| MATERIAL PROVIDED |
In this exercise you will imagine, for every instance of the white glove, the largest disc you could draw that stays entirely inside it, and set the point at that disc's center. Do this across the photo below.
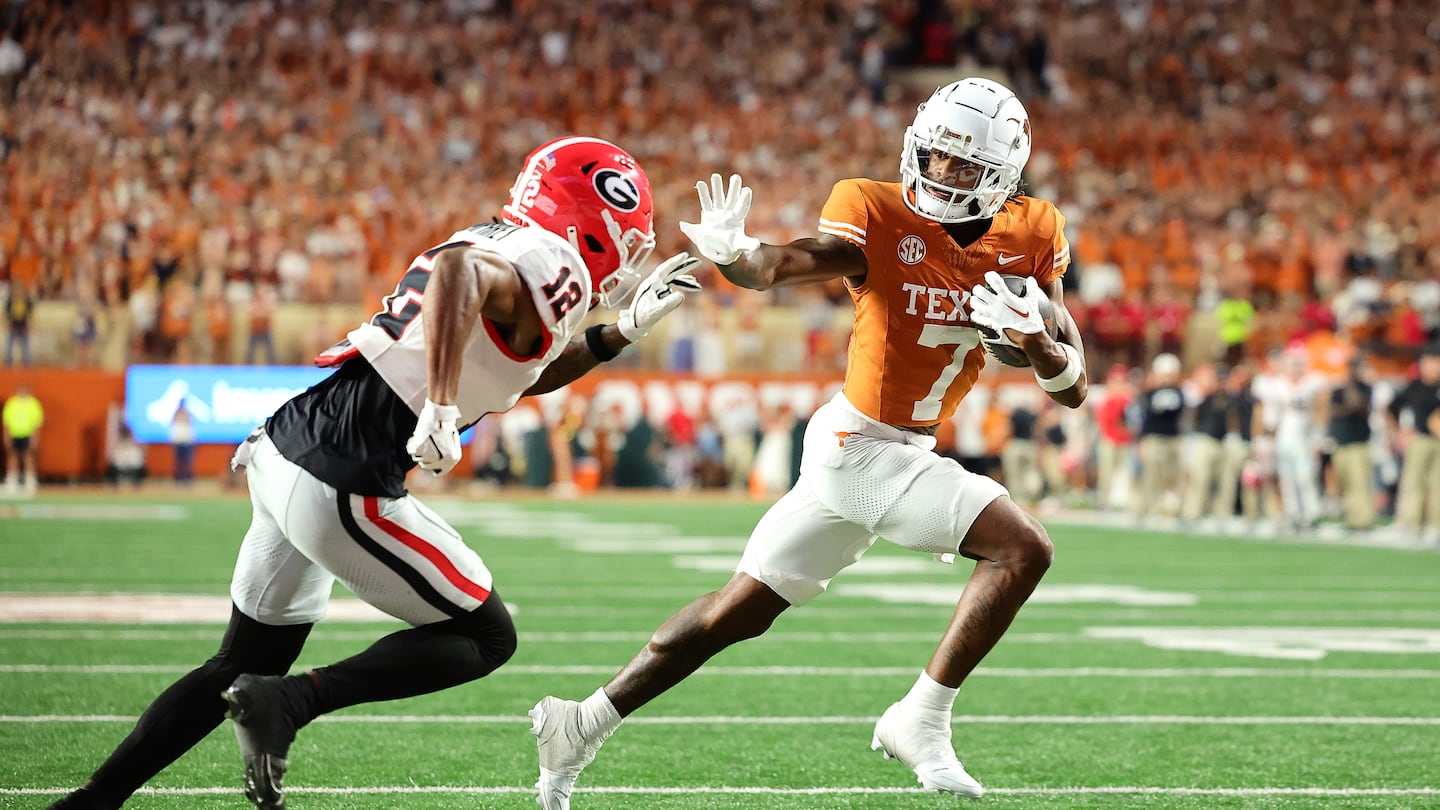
(720, 234)
(997, 309)
(435, 441)
(658, 294)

| WHAT IS ASKED |
Copy out every row above word for word, leaving out the picture.

| WRITTEN RESPONSE |
In this exercise you will imagine, for every instance of the white glove, the largest disc you could draw that stays entirely inside it, and set the point at that disc's center. Do this across the photo below.
(720, 234)
(997, 309)
(435, 441)
(658, 294)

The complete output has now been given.